Stored items:

────────────────────────────────────────

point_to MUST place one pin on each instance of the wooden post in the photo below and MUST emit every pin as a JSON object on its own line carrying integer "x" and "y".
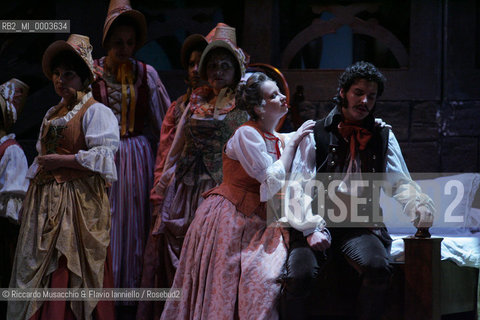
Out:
{"x": 422, "y": 278}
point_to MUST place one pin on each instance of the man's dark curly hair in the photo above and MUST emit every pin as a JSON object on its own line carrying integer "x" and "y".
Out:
{"x": 359, "y": 70}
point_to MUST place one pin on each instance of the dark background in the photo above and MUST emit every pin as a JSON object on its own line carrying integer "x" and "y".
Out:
{"x": 429, "y": 51}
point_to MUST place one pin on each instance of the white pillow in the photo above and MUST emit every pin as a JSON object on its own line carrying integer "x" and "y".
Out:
{"x": 453, "y": 197}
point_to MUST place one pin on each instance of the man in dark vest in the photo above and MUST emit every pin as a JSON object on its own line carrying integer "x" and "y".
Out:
{"x": 349, "y": 142}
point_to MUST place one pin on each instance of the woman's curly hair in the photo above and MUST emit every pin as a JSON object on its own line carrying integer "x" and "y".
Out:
{"x": 249, "y": 94}
{"x": 359, "y": 70}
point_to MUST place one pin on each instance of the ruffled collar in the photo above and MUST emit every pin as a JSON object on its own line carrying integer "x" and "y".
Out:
{"x": 7, "y": 137}
{"x": 200, "y": 106}
{"x": 64, "y": 119}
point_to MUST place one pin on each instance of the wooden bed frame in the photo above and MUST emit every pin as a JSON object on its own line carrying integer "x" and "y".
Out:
{"x": 423, "y": 287}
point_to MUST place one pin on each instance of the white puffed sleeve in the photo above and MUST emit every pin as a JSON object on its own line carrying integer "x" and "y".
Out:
{"x": 248, "y": 147}
{"x": 296, "y": 201}
{"x": 406, "y": 191}
{"x": 102, "y": 138}
{"x": 159, "y": 100}
{"x": 13, "y": 182}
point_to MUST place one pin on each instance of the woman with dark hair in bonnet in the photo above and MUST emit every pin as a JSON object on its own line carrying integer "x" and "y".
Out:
{"x": 194, "y": 162}
{"x": 231, "y": 261}
{"x": 158, "y": 271}
{"x": 13, "y": 172}
{"x": 137, "y": 97}
{"x": 65, "y": 223}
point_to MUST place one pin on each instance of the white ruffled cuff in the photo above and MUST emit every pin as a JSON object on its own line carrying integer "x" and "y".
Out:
{"x": 274, "y": 181}
{"x": 10, "y": 206}
{"x": 100, "y": 160}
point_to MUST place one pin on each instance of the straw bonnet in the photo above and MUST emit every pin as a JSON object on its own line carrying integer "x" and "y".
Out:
{"x": 122, "y": 8}
{"x": 191, "y": 42}
{"x": 223, "y": 37}
{"x": 273, "y": 73}
{"x": 13, "y": 95}
{"x": 76, "y": 43}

────────────────────────────────────────

Restate each entry exactly, omitting pictures.

> RESPONSE:
point_to MUST place one pin on each instance of the wooden post in the photo below and MUST emit every pin as a JSON object on its own line carrying integer "x" and "y".
Out:
{"x": 422, "y": 278}
point_to MUST place one pin on each instance of the man's dark curly hair in the photo above and MUST emit every pin as a JSON object on its own line carrying integer "x" and "y".
Out:
{"x": 359, "y": 70}
point_to MUST place one pin on each instance of the dark background in the photo above and MUST emit every pin as a JSON object on its own line carrying integer "x" and "y".
Out:
{"x": 429, "y": 51}
point_to MUST place one pin on each instance of the white pillow in the photo above and MUST emit every pin as a JSON object on its own line carrying integer "x" and "y".
Out:
{"x": 453, "y": 197}
point_to MUST place one pin on each instance of the man in dark vest in the photo above and MUST emit every pin as a JSON object on its own line carrying integer "x" and "y".
Out:
{"x": 349, "y": 142}
point_to MUST place one pin on each instance of the woman's curly hair in the photo above and MUST emit every pin as a JSON object on its own line carrying integer "x" and "y".
Out:
{"x": 249, "y": 94}
{"x": 359, "y": 70}
point_to MUST place one pin on each instance of the ruffled collar in the photo above and MUST emit every pin as a JSON object on its own line carrying integer "x" and "y".
Out:
{"x": 7, "y": 137}
{"x": 200, "y": 106}
{"x": 64, "y": 119}
point_to MUST place one pin on each instance of the wooden bed frame in the photo above and MUST emit every pin as a JSON object on its own line carrying integer "x" and "y".
Out:
{"x": 423, "y": 287}
point_to MUST place one pin on each instance of the white puffed sleeve in the photo above and MUST emit every pin as a JSON object on its own line carrying integer "x" and "y".
Out:
{"x": 248, "y": 147}
{"x": 296, "y": 201}
{"x": 406, "y": 191}
{"x": 102, "y": 138}
{"x": 159, "y": 100}
{"x": 13, "y": 182}
point_to MUST place one pin on each instance of the woman with dark hair in bonnet in the photo above and MUST emit every pin as a JSON object on its own line carrying integer "x" and "y".
Out:
{"x": 194, "y": 162}
{"x": 231, "y": 261}
{"x": 158, "y": 271}
{"x": 13, "y": 172}
{"x": 137, "y": 97}
{"x": 65, "y": 223}
point_to MUST place one pin on each instance of the white ruffled cuff in the photo above and MUST emit every pin as a JSON object on its own line carrying integer "x" and "y".
Out:
{"x": 274, "y": 181}
{"x": 10, "y": 206}
{"x": 100, "y": 160}
point_to MUST place one pin on each instance of the straw bonnet in the photo above and MUST emit every pin as a JSON object on its own line carrying integer "x" and "y".
Out:
{"x": 122, "y": 8}
{"x": 191, "y": 42}
{"x": 223, "y": 37}
{"x": 273, "y": 73}
{"x": 13, "y": 95}
{"x": 76, "y": 43}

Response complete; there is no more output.